== TEXT PROVIDED ==
◆ ◆ ◆ ◆ ◆ ◆ ◆
Second-Line Chemotherapy in Advanced and Metastatic Colorectal Cancer

Systemic therapy offers a survival benefit to people with metastatic colorectal cancer (CRC) who did not respond to first-line treatment, especially when targeted agents are combined with conventional chemotherapeutic drugs. Level of evidence: "A"

A Cochrane review [Abstract] 1 included 34 studies with a total of 13 787 subjects.

Chemotherapy (irinotecan) was more effective than best supportive care (HR for OS: 0.58, 95% CI 0.43 to 0.80; 1 RCT).

Modern chemotherapy (FOLFOX [5-fluorouracil plus leucovorin plus oxaliplatin], irinotecan) is more effective than old chemotherapy (5-fluorouracil) (HR for progress free survival PFS: 0.59, 95% CI 0.49 to 0.73; 2 RCTs) (HR for overall survival OS: 0.69, 95% CI 0.51 to 0.94; 1 RCT).

Irinotecan-based combinations were more effective than irinotecan alone (HR for PFS: 0.68, 95% CI 0.60 to 0.76; 6 RCTs).

Targeted agents improved the efficacy of conventional chemotherapy both when considered together (HR for OS: 0.84, 95% CI 0.77 to 0.91; 6 RCTs) and when bevacizumab was used alone (HR for PFS: 0.67, 95% CI 0.60 to 0.75; 4 RCTs).

With regard to secondary endpoints, tumour response rates generally paralleled the survival results; moreover, higher anticancer efficacy was generally associated with worse treatment-related toxicity, with the important exception of bevacizumab-containing regimens, where the addition of the targeted agent to chemotherapy did not result in a significant increase in the rate of serious adverse affects SAE. Oral (instead of intravenous) fluoropyrimidines significantly reduced the incidence of adverse effects (without compromising efficacy) in people treated with oxaliplatin-based regimens.

    References

    • Mocellin S, Baretta Z, Roqué I Figuls M et al. Second-line systemic therapy for metastatic colorectal cancer. Cochrane Database Syst Rev 2017;(1):CD006875. [PubMed].
◆ ◆ ◆ ◆ ◆ ◆ ◆
== DATA ==
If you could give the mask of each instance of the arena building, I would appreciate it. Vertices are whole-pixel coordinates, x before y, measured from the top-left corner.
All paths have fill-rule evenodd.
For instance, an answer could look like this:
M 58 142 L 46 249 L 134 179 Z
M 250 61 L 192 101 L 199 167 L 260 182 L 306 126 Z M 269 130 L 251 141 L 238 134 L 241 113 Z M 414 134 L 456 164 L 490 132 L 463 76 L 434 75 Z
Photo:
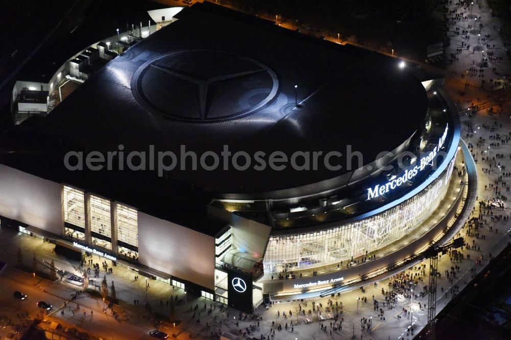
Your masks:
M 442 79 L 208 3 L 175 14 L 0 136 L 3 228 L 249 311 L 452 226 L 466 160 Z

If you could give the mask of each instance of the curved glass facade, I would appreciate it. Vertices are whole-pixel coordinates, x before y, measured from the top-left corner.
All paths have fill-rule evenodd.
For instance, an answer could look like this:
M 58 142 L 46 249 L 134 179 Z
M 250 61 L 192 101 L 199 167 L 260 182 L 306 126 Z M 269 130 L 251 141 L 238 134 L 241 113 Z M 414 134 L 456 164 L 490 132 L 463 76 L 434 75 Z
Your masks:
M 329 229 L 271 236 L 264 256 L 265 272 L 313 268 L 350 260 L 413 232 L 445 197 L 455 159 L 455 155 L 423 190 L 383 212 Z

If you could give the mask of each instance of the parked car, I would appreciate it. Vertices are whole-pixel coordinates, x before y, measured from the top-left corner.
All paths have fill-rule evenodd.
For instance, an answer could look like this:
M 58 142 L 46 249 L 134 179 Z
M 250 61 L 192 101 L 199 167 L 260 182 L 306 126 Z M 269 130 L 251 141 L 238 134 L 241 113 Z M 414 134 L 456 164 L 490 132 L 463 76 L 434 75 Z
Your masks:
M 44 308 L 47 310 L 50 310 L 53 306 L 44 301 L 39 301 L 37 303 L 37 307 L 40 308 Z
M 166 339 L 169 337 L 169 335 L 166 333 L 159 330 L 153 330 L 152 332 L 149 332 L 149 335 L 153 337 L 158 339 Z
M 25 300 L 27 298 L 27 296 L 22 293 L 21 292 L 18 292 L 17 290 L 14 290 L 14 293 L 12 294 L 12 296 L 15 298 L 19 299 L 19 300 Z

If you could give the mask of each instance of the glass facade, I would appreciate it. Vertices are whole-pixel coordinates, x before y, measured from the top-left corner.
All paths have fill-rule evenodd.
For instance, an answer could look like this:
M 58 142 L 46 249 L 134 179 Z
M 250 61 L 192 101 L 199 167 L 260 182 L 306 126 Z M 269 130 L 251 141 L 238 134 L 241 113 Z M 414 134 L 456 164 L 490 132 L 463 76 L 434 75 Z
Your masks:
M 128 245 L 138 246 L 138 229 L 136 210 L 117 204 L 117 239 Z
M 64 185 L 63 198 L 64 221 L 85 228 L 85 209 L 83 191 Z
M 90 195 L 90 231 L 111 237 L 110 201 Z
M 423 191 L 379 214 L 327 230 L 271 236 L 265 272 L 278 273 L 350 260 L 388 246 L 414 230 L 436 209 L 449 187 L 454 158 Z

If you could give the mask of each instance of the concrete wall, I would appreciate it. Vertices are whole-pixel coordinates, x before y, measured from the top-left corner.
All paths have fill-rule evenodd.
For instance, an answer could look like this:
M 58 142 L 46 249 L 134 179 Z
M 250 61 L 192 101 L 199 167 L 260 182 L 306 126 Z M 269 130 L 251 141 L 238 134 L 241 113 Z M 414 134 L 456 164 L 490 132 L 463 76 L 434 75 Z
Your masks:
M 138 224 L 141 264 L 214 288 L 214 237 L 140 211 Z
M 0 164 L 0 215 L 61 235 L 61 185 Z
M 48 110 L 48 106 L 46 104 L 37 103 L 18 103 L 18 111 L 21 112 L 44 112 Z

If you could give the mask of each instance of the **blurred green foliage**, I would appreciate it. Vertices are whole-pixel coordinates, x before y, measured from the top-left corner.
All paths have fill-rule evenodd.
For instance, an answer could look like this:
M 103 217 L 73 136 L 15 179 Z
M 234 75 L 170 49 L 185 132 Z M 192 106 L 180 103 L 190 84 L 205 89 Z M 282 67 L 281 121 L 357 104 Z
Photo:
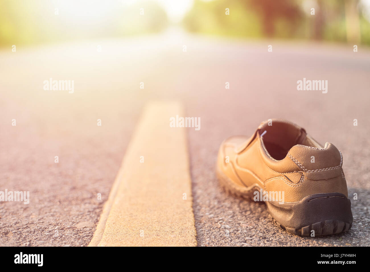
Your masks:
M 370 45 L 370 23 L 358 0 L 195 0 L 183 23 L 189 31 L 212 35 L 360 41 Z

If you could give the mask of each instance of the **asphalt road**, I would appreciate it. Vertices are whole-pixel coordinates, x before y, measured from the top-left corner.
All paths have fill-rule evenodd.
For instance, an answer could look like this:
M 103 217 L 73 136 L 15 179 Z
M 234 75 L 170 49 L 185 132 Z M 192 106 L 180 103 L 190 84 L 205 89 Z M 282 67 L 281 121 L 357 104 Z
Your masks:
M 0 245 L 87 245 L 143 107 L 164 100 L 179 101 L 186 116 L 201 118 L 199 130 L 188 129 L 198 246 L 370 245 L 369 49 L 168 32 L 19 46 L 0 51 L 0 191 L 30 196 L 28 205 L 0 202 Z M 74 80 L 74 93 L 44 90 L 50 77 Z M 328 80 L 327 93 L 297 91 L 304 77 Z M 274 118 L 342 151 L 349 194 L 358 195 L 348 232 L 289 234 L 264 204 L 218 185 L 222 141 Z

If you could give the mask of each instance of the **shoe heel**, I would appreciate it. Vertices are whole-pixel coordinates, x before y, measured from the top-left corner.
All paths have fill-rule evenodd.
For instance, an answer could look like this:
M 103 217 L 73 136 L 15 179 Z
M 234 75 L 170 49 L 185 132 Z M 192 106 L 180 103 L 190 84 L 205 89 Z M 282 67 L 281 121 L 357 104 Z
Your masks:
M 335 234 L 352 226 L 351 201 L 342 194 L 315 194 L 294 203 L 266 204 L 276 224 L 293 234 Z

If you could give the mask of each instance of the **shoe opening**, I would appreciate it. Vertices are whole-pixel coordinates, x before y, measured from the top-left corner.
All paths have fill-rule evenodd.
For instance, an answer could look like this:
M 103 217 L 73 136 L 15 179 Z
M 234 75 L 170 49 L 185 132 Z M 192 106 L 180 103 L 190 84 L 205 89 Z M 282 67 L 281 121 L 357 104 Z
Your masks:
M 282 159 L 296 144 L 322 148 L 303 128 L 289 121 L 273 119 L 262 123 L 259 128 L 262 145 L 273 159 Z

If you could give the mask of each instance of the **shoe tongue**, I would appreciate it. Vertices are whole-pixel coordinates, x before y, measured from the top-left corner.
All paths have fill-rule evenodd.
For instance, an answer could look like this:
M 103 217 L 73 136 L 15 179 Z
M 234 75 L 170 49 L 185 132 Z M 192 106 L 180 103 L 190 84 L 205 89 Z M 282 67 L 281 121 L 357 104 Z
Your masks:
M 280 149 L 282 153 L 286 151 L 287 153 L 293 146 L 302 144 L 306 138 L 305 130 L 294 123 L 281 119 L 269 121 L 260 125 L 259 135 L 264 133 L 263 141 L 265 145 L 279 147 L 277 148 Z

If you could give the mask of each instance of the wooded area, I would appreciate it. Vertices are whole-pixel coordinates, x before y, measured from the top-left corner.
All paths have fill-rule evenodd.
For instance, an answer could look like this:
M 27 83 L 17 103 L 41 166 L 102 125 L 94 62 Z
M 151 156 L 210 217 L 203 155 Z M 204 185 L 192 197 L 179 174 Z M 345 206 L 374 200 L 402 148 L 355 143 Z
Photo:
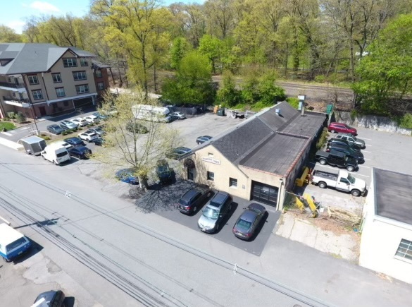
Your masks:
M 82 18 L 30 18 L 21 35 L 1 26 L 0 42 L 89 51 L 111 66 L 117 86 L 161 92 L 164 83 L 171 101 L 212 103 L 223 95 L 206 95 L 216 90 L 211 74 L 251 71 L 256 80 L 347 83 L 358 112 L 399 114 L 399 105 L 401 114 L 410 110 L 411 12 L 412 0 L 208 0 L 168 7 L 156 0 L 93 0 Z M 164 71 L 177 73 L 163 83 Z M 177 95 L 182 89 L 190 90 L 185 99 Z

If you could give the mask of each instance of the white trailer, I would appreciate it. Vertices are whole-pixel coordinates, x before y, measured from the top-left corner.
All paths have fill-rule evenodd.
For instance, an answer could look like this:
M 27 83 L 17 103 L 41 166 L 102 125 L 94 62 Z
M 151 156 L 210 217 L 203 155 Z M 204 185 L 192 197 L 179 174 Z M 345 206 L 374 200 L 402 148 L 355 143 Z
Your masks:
◆ ◆ ◆ ◆ ◆ ◆ ◆
== EXERCISE INSTRUCTIONS ==
1. From the passage on second-line chemotherapy in colorectal cancer, extract the part that opens with the words containing "A Cochrane review" and closes with "0.80; 1 RCT).".
2. According to the passage on second-line chemotherapy in colorectal cancer, how many studies and subjects did the Cochrane review include?

== RESPONSE LIST ==
1.
A Cochrane review [Abstract] 1 included 34 studies with a total of 13 787 subjects.

Chemotherapy (irinotecan) was more effective than best supportive care (HR for OS: 0.58, 95% CI 0.43 to 0.80; 1 RCT).

2. 34 studies with a total of 13 787 subjects.